- _BRIEF_:
Reproduce the records below verbatim, beginning at the line that contains "Target: number 16 on shorts" and stopping after the line that contains "[(261, 235), (285, 87), (125, 127), (339, 217)]".

-- Begin RAW RECORDS --

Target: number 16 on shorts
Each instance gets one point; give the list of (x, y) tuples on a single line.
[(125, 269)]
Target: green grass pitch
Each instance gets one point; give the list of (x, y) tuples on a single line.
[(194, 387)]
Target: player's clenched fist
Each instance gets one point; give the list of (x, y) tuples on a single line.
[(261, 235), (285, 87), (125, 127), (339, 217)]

-- End RAW RECORDS --
-- Begin RAW RECORDS --

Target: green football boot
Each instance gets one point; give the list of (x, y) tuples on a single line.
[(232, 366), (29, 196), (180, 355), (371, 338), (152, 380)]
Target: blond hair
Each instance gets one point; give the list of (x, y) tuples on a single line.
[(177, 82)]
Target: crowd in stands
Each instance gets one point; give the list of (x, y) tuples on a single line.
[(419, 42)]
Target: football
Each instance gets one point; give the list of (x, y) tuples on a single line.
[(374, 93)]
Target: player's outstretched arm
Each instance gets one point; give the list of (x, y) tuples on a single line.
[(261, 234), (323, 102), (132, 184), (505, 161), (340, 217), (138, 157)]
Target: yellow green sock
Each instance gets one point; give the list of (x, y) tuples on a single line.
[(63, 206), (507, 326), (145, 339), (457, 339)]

-- End RAW RECORDS --
-- Begin RAW RECORDS --

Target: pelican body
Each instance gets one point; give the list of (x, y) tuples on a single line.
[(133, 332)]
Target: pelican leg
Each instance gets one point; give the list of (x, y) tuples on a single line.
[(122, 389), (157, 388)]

-- End RAW RECORDS --

- _SOLUTION TO THIS PROBLEM_:
Target: number 16 on shorts
Each instance gets one point; give the list of (x, y) tuples on a single line.
[(125, 269)]
Target: green grass pitch
Each instance gets one point; give the list of (x, y) tuples on a single line.
[(194, 387)]
Target: player's clenched fist
Each instance gets one point; give the list of (x, y) tuples on a single line.
[(261, 235), (285, 87), (125, 127), (339, 217)]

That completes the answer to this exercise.